[WHAT IS EXPECTED]
What you return must be exactly the lines from the beginning of the material through the line containing "Please annotate the white", both included, and no pictures.

===== DATA EXTRACTS

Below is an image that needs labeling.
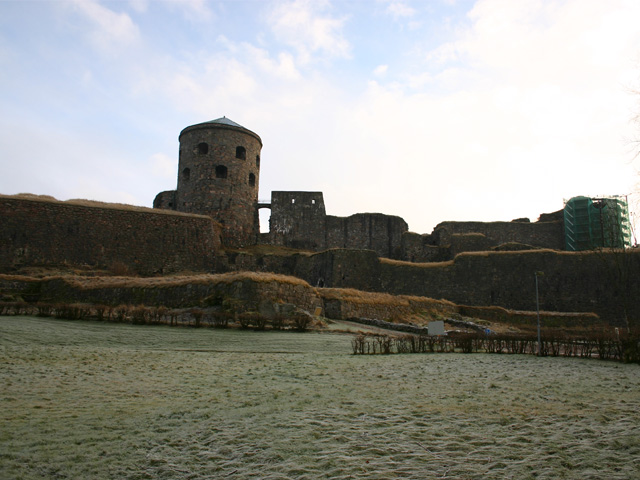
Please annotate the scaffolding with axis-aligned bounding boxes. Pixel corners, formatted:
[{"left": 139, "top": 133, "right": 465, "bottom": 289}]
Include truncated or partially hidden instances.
[{"left": 563, "top": 195, "right": 631, "bottom": 251}]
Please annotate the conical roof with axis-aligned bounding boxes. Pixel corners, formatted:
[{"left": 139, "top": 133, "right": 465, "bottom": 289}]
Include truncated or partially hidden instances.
[
  {"left": 206, "top": 116, "right": 246, "bottom": 128},
  {"left": 179, "top": 116, "right": 261, "bottom": 145}
]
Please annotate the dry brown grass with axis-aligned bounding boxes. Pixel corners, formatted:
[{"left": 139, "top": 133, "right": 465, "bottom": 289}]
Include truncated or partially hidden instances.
[
  {"left": 23, "top": 270, "right": 313, "bottom": 290},
  {"left": 318, "top": 287, "right": 455, "bottom": 309},
  {"left": 379, "top": 257, "right": 454, "bottom": 268},
  {"left": 0, "top": 193, "right": 209, "bottom": 218},
  {"left": 456, "top": 248, "right": 616, "bottom": 258},
  {"left": 227, "top": 244, "right": 315, "bottom": 256}
]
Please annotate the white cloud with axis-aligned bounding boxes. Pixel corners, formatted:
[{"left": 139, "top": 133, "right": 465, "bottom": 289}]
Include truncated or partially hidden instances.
[
  {"left": 373, "top": 64, "right": 388, "bottom": 76},
  {"left": 268, "top": 0, "right": 351, "bottom": 65},
  {"left": 128, "top": 0, "right": 148, "bottom": 14},
  {"left": 68, "top": 0, "right": 140, "bottom": 53},
  {"left": 385, "top": 1, "right": 416, "bottom": 19},
  {"left": 244, "top": 45, "right": 302, "bottom": 81},
  {"left": 162, "top": 0, "right": 214, "bottom": 23}
]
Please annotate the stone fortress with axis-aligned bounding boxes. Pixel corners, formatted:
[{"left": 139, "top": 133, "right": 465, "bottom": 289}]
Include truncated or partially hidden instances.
[
  {"left": 1, "top": 117, "right": 638, "bottom": 325},
  {"left": 151, "top": 117, "right": 568, "bottom": 262}
]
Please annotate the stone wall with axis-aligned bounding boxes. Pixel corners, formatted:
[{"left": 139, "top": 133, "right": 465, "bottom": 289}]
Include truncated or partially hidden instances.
[
  {"left": 376, "top": 249, "right": 639, "bottom": 325},
  {"left": 400, "top": 216, "right": 565, "bottom": 262},
  {"left": 432, "top": 219, "right": 565, "bottom": 250},
  {"left": 266, "top": 191, "right": 408, "bottom": 258},
  {"left": 400, "top": 232, "right": 448, "bottom": 263},
  {"left": 0, "top": 196, "right": 221, "bottom": 275},
  {"left": 268, "top": 191, "right": 327, "bottom": 250},
  {"left": 0, "top": 272, "right": 321, "bottom": 313},
  {"left": 325, "top": 213, "right": 407, "bottom": 259},
  {"left": 224, "top": 247, "right": 639, "bottom": 325}
]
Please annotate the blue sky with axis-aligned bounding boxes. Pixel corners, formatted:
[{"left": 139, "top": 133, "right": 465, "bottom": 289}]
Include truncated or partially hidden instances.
[{"left": 1, "top": 0, "right": 639, "bottom": 235}]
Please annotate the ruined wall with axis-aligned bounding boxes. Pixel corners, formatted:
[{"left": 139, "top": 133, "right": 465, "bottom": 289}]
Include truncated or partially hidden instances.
[
  {"left": 401, "top": 232, "right": 448, "bottom": 263},
  {"left": 269, "top": 191, "right": 327, "bottom": 250},
  {"left": 153, "top": 190, "right": 176, "bottom": 210},
  {"left": 432, "top": 219, "right": 564, "bottom": 251},
  {"left": 0, "top": 196, "right": 221, "bottom": 275},
  {"left": 325, "top": 213, "right": 407, "bottom": 259},
  {"left": 223, "top": 247, "right": 639, "bottom": 325},
  {"left": 266, "top": 191, "right": 408, "bottom": 258},
  {"left": 376, "top": 250, "right": 639, "bottom": 325}
]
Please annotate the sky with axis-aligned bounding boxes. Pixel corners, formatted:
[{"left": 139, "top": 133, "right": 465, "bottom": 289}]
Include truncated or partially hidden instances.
[{"left": 1, "top": 0, "right": 639, "bottom": 235}]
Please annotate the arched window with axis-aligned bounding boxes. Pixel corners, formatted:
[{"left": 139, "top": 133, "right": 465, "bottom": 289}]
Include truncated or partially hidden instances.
[
  {"left": 236, "top": 146, "right": 246, "bottom": 160},
  {"left": 215, "top": 165, "right": 228, "bottom": 179},
  {"left": 256, "top": 155, "right": 260, "bottom": 168},
  {"left": 182, "top": 167, "right": 191, "bottom": 181},
  {"left": 198, "top": 142, "right": 209, "bottom": 155},
  {"left": 248, "top": 173, "right": 256, "bottom": 186}
]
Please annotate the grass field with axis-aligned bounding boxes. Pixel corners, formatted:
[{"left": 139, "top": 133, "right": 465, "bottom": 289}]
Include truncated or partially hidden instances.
[{"left": 1, "top": 316, "right": 639, "bottom": 479}]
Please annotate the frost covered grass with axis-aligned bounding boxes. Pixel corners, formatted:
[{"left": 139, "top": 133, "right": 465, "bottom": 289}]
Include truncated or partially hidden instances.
[{"left": 1, "top": 316, "right": 639, "bottom": 479}]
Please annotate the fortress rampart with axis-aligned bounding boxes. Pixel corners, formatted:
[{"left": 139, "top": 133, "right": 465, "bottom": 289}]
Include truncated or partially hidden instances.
[
  {"left": 0, "top": 196, "right": 221, "bottom": 275},
  {"left": 224, "top": 247, "right": 639, "bottom": 325}
]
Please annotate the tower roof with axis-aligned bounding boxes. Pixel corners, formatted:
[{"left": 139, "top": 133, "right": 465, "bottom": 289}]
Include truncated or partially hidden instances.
[
  {"left": 179, "top": 116, "right": 262, "bottom": 145},
  {"left": 206, "top": 117, "right": 246, "bottom": 128}
]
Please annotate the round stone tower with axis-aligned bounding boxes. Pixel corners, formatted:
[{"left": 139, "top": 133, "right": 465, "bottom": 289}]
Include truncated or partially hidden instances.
[{"left": 175, "top": 117, "right": 262, "bottom": 247}]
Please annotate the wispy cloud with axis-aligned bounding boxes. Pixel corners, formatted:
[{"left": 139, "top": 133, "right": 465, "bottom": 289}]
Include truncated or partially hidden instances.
[
  {"left": 67, "top": 0, "right": 140, "bottom": 53},
  {"left": 268, "top": 0, "right": 351, "bottom": 65},
  {"left": 163, "top": 0, "right": 215, "bottom": 23},
  {"left": 385, "top": 1, "right": 416, "bottom": 19}
]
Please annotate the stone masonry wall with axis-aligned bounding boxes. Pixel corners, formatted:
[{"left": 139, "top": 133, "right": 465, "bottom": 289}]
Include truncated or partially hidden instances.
[
  {"left": 267, "top": 191, "right": 408, "bottom": 259},
  {"left": 1, "top": 273, "right": 321, "bottom": 313},
  {"left": 268, "top": 191, "right": 327, "bottom": 250},
  {"left": 325, "top": 213, "right": 407, "bottom": 259},
  {"left": 376, "top": 250, "right": 639, "bottom": 325},
  {"left": 0, "top": 197, "right": 221, "bottom": 275},
  {"left": 223, "top": 247, "right": 639, "bottom": 325},
  {"left": 432, "top": 220, "right": 564, "bottom": 251}
]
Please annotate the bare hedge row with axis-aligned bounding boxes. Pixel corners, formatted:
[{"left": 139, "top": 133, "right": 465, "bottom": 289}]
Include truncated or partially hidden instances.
[
  {"left": 352, "top": 332, "right": 640, "bottom": 364},
  {"left": 0, "top": 301, "right": 311, "bottom": 331}
]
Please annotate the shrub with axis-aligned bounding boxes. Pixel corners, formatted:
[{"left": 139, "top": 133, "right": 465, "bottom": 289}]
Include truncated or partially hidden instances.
[
  {"left": 293, "top": 314, "right": 311, "bottom": 332},
  {"left": 36, "top": 303, "right": 54, "bottom": 317}
]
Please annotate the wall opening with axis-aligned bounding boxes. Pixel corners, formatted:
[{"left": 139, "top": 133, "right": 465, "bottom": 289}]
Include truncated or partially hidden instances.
[
  {"left": 215, "top": 165, "right": 228, "bottom": 178},
  {"left": 198, "top": 142, "right": 209, "bottom": 155},
  {"left": 182, "top": 167, "right": 191, "bottom": 181},
  {"left": 248, "top": 173, "right": 256, "bottom": 186},
  {"left": 259, "top": 207, "right": 271, "bottom": 233},
  {"left": 236, "top": 146, "right": 246, "bottom": 160},
  {"left": 256, "top": 155, "right": 260, "bottom": 168}
]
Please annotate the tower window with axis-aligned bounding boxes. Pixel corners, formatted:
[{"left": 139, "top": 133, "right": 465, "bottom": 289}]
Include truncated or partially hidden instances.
[
  {"left": 248, "top": 173, "right": 256, "bottom": 186},
  {"left": 256, "top": 155, "right": 260, "bottom": 168},
  {"left": 182, "top": 167, "right": 191, "bottom": 181},
  {"left": 236, "top": 146, "right": 246, "bottom": 160},
  {"left": 216, "top": 165, "right": 228, "bottom": 178},
  {"left": 198, "top": 142, "right": 209, "bottom": 155}
]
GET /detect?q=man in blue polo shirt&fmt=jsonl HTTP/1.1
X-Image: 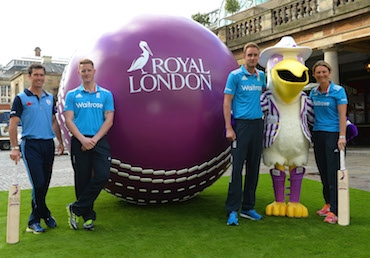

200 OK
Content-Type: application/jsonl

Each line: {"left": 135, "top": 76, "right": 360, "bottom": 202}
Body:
{"left": 9, "top": 63, "right": 64, "bottom": 234}
{"left": 224, "top": 42, "right": 266, "bottom": 225}
{"left": 64, "top": 58, "right": 114, "bottom": 231}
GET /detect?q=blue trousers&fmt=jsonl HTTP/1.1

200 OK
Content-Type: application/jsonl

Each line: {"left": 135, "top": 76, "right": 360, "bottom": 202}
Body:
{"left": 21, "top": 138, "right": 55, "bottom": 226}
{"left": 225, "top": 119, "right": 263, "bottom": 215}
{"left": 70, "top": 136, "right": 111, "bottom": 221}
{"left": 312, "top": 131, "right": 340, "bottom": 214}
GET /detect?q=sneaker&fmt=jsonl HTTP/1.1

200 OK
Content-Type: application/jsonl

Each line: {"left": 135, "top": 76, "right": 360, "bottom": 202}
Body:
{"left": 317, "top": 204, "right": 330, "bottom": 216}
{"left": 240, "top": 209, "right": 262, "bottom": 221}
{"left": 66, "top": 203, "right": 79, "bottom": 230}
{"left": 324, "top": 212, "right": 338, "bottom": 224}
{"left": 44, "top": 216, "right": 57, "bottom": 228}
{"left": 26, "top": 223, "right": 46, "bottom": 234}
{"left": 227, "top": 211, "right": 239, "bottom": 226}
{"left": 83, "top": 219, "right": 94, "bottom": 231}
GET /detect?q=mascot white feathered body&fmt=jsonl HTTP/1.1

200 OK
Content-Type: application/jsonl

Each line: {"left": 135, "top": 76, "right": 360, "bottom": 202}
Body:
{"left": 259, "top": 36, "right": 315, "bottom": 218}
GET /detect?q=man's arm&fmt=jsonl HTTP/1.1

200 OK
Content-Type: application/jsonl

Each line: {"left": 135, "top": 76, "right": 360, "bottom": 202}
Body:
{"left": 223, "top": 94, "right": 235, "bottom": 141}
{"left": 52, "top": 115, "right": 64, "bottom": 155}
{"left": 64, "top": 110, "right": 80, "bottom": 140}
{"left": 9, "top": 116, "right": 21, "bottom": 164}
{"left": 64, "top": 110, "right": 92, "bottom": 149}
{"left": 91, "top": 110, "right": 114, "bottom": 143}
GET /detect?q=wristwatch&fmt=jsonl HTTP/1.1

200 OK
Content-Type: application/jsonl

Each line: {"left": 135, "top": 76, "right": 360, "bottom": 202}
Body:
{"left": 11, "top": 146, "right": 20, "bottom": 150}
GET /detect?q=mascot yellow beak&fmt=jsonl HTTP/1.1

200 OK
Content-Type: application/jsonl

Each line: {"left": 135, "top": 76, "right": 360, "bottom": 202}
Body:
{"left": 271, "top": 59, "right": 309, "bottom": 104}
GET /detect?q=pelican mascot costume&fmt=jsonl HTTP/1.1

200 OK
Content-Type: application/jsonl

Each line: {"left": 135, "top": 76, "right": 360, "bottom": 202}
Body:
{"left": 259, "top": 36, "right": 315, "bottom": 218}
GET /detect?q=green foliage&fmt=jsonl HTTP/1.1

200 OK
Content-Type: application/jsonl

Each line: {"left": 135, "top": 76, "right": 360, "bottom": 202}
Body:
{"left": 191, "top": 12, "right": 211, "bottom": 26}
{"left": 225, "top": 0, "right": 241, "bottom": 14}
{"left": 1, "top": 175, "right": 370, "bottom": 257}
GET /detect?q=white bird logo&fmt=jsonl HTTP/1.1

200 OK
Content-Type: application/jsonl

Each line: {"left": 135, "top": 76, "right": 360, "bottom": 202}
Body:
{"left": 127, "top": 41, "right": 153, "bottom": 74}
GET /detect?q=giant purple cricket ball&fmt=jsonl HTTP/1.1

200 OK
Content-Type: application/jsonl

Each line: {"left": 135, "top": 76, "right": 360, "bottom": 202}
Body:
{"left": 57, "top": 14, "right": 238, "bottom": 204}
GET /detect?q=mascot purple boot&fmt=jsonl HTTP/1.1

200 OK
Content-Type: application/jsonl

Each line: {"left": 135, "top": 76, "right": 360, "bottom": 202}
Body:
{"left": 259, "top": 36, "right": 315, "bottom": 218}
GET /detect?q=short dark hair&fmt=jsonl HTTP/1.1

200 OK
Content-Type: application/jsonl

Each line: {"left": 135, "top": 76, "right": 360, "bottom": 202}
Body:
{"left": 79, "top": 59, "right": 94, "bottom": 67}
{"left": 243, "top": 42, "right": 260, "bottom": 53}
{"left": 27, "top": 63, "right": 46, "bottom": 75}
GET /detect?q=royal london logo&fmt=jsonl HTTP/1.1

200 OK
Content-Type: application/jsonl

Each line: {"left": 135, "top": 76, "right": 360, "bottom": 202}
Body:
{"left": 127, "top": 40, "right": 212, "bottom": 93}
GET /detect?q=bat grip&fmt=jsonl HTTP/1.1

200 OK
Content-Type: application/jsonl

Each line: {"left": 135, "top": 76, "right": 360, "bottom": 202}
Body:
{"left": 340, "top": 149, "right": 346, "bottom": 170}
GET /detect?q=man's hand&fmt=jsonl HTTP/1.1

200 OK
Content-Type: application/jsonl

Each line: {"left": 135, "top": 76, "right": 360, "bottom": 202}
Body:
{"left": 338, "top": 137, "right": 346, "bottom": 151}
{"left": 80, "top": 136, "right": 96, "bottom": 151}
{"left": 225, "top": 127, "right": 236, "bottom": 141}
{"left": 10, "top": 149, "right": 21, "bottom": 165}
{"left": 57, "top": 142, "right": 65, "bottom": 156}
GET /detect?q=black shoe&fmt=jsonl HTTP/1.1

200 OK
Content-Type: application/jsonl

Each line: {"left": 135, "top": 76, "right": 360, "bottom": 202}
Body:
{"left": 44, "top": 216, "right": 57, "bottom": 228}
{"left": 66, "top": 204, "right": 79, "bottom": 230}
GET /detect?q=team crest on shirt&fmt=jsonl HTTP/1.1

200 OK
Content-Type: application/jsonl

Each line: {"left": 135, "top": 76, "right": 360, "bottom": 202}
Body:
{"left": 46, "top": 99, "right": 52, "bottom": 106}
{"left": 96, "top": 92, "right": 100, "bottom": 99}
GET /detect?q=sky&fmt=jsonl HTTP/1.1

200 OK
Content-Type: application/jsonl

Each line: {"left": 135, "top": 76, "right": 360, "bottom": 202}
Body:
{"left": 0, "top": 0, "right": 222, "bottom": 66}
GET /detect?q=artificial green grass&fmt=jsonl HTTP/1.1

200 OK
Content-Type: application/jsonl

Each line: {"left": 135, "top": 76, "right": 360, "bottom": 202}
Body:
{"left": 1, "top": 174, "right": 369, "bottom": 258}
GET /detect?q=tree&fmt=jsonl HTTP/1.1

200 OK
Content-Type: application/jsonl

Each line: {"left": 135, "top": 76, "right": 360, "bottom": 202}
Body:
{"left": 225, "top": 0, "right": 241, "bottom": 14}
{"left": 191, "top": 12, "right": 211, "bottom": 26}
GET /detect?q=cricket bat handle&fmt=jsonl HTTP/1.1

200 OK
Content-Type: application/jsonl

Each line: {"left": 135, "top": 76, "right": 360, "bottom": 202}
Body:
{"left": 340, "top": 149, "right": 345, "bottom": 170}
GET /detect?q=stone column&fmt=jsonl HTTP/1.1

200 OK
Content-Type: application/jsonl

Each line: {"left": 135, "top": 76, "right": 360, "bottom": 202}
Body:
{"left": 323, "top": 48, "right": 340, "bottom": 84}
{"left": 216, "top": 27, "right": 227, "bottom": 43}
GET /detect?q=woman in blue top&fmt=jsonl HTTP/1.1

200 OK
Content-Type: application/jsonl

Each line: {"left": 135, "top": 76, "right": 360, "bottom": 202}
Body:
{"left": 309, "top": 60, "right": 347, "bottom": 224}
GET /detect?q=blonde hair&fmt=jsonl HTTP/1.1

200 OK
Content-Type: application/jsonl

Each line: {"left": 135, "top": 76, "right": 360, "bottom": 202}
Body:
{"left": 243, "top": 42, "right": 260, "bottom": 53}
{"left": 312, "top": 60, "right": 331, "bottom": 73}
{"left": 79, "top": 59, "right": 94, "bottom": 67}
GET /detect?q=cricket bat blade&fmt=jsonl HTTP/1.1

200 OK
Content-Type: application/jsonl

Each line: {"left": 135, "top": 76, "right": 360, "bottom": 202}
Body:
{"left": 6, "top": 183, "right": 21, "bottom": 244}
{"left": 337, "top": 150, "right": 350, "bottom": 226}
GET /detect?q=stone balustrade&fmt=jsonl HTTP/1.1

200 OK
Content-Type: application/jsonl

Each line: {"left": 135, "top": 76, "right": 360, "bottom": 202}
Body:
{"left": 217, "top": 0, "right": 364, "bottom": 43}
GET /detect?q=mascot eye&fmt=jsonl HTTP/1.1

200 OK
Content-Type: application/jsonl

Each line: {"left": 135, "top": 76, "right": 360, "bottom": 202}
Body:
{"left": 277, "top": 70, "right": 308, "bottom": 82}
{"left": 270, "top": 54, "right": 283, "bottom": 65}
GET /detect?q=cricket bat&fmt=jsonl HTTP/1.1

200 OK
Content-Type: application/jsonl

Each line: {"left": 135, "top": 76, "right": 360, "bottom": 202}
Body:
{"left": 6, "top": 165, "right": 21, "bottom": 244}
{"left": 337, "top": 149, "right": 349, "bottom": 226}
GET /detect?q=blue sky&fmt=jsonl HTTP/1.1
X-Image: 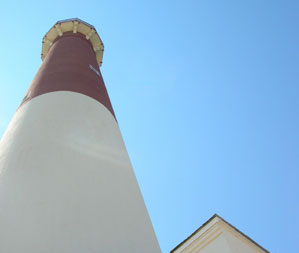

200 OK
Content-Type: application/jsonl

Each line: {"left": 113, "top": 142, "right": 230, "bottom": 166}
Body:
{"left": 0, "top": 1, "right": 298, "bottom": 252}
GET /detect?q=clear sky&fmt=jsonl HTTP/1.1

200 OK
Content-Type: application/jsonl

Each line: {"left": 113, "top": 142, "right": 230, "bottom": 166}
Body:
{"left": 0, "top": 1, "right": 298, "bottom": 252}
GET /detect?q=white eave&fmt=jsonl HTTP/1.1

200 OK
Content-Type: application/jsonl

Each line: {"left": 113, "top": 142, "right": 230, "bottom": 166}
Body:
{"left": 41, "top": 18, "right": 104, "bottom": 67}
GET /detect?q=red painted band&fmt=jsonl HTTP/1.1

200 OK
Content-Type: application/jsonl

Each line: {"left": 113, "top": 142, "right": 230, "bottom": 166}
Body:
{"left": 20, "top": 32, "right": 115, "bottom": 119}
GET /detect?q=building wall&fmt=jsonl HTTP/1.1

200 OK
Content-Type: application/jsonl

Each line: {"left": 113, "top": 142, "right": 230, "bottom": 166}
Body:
{"left": 222, "top": 229, "right": 265, "bottom": 253}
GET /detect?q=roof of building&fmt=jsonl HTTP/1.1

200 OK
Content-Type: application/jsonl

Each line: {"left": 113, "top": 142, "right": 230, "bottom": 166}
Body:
{"left": 170, "top": 214, "right": 270, "bottom": 253}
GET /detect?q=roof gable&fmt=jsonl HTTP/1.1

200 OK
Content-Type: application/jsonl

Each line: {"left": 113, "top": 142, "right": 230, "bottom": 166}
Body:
{"left": 170, "top": 214, "right": 270, "bottom": 253}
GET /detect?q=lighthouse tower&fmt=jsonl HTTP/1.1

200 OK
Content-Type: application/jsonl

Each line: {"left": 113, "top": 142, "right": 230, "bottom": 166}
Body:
{"left": 0, "top": 18, "right": 161, "bottom": 253}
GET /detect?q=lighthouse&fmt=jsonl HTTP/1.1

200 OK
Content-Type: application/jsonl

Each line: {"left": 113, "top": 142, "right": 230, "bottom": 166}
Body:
{"left": 0, "top": 18, "right": 161, "bottom": 253}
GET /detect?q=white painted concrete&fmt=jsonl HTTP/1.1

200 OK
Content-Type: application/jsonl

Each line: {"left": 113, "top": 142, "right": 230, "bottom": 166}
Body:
{"left": 0, "top": 91, "right": 161, "bottom": 253}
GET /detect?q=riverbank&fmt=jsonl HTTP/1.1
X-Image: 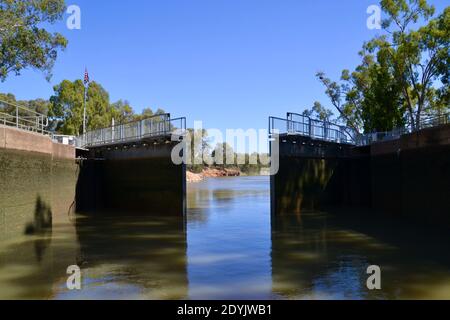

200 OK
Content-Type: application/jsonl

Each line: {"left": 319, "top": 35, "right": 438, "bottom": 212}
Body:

==========

[EXERCISE RESULT]
Below is an image that needs labeling.
Please annotate the scaffolding with axis-aligned bounding boxes. Pixel corners, formatted:
[{"left": 139, "top": 133, "right": 465, "bottom": 289}]
Include truncated or partially hidden instances.
[{"left": 563, "top": 195, "right": 631, "bottom": 251}]
Please annotate the conical roof with axis-aligned bounding boxes. Pixel corners, formatted:
[{"left": 139, "top": 133, "right": 465, "bottom": 289}]
Include truncated or partially hidden instances.
[
  {"left": 206, "top": 116, "right": 246, "bottom": 128},
  {"left": 179, "top": 116, "right": 261, "bottom": 145}
]
Please annotate the dry brown grass with axis-aligned bounding boxes. Pixel corners, formatted:
[{"left": 139, "top": 133, "right": 465, "bottom": 289}]
Include truncated or partially hidden instances.
[
  {"left": 23, "top": 270, "right": 313, "bottom": 290},
  {"left": 318, "top": 287, "right": 455, "bottom": 309},
  {"left": 379, "top": 257, "right": 454, "bottom": 268},
  {"left": 0, "top": 193, "right": 209, "bottom": 218},
  {"left": 456, "top": 248, "right": 616, "bottom": 258},
  {"left": 227, "top": 244, "right": 315, "bottom": 256}
]
Please annotate the white cloud with axis-aligned bounding boxes. Pixel corners, formatted:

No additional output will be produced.